____ DOCUMENT SECTION

Types of Life Insurance

Term Life — is one of the most commonly used types of life insurance policies. It generally provides protection for a stated period of time, which can be any period from 1 to 30 years. Term policies are well suited for use when there is a limited time needed for protection and when limited dollars are available for coverage since it can be purchased in large amounts for a relatively small initial premium. During the term period, called the level-premium period, your premiums are guaranteed not to change. Term insurance can help protect your beneficiaries against financial loss resulting from your death. If the insured dies while the policy is in effect, the policies beneficiaries will receive the amount of the death benefit, generally income tax free. Term policies do not build cash value. The premiums for these types of policies are significantly lower than the costs for permanent life policies such as whole life or universal life, but do provide more insurance protection per dollar spent than permanent policy.

Term policies typically have additional common features:

  • Annual Renewable feature: This policy provides protection for one year, but allows the insured to renew the policy for successive periods thereafter without having to furnish evidence of insurability. This can be an advantage of annual term life coverage as you get older or if you become ill. Even if you no longer meet a company’s underwriting criteria, the company must still renew your policy. However, you must renew your policy each year and premiums will go up as the likelihood of death increases. This is in contrast to level term policies which sets a term length such as 15 years and spreads the risk to the insurer across the entire term, allowing your premiums to stay constant each year of the term period. Annually renewable premiums can become extremely high for people past middle age. If you’re paying high annually renewable premiums, it might be wise to consider another type of coverage to lock in a premium with a longer term.

________
____ DATA SECTION

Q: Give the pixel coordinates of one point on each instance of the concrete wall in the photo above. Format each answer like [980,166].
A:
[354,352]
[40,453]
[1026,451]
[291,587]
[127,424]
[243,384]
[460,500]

________

=== WHAT TO WORK ON ===
Continue the text on types of life insurance above, starting right after its last sentence.

=== FINAL ANSWER ===
  • Convertible feature: The option to convert the policy, which means you can convert your term policy to a permanent policy without having to take a new medical exam or go through the underwriting process. Term conversion provisions differ, depending on the policy. The period of time during the term in which you have to convert or to what age you may request a conversion may take place will differ with each policy and life insurance carrier. You can convert the term policy for a permanent life insurance policy of equal or lesser value. For example, you could convert a $250,000 convertible term policy into a $150,000 permanent policy without going through the underwriting process. Questions about your health or medical history will not be required. The new permanent policy premium, in this case would be based on the $150,000 death benefit, however, converting a policy will typically increase your premium because cash value coverage usually costs more than term life and is based on current age. Convertibility can be an important feature if your health worsens and you can’t qualify for additional term or a permanent policy in the future. Converting a term life policy to a permanent policy can also allow you to use your policy to build savings through potential cash value buildup in the policy.
  • Level Term: This policy has an initial guaranteed premium level for the entire specified period; the longer the guarantee, the greater the cost. Level term life insurance sets a term length and averages the insurance risk across the entire term, allowing your premiums to stay constant year after year.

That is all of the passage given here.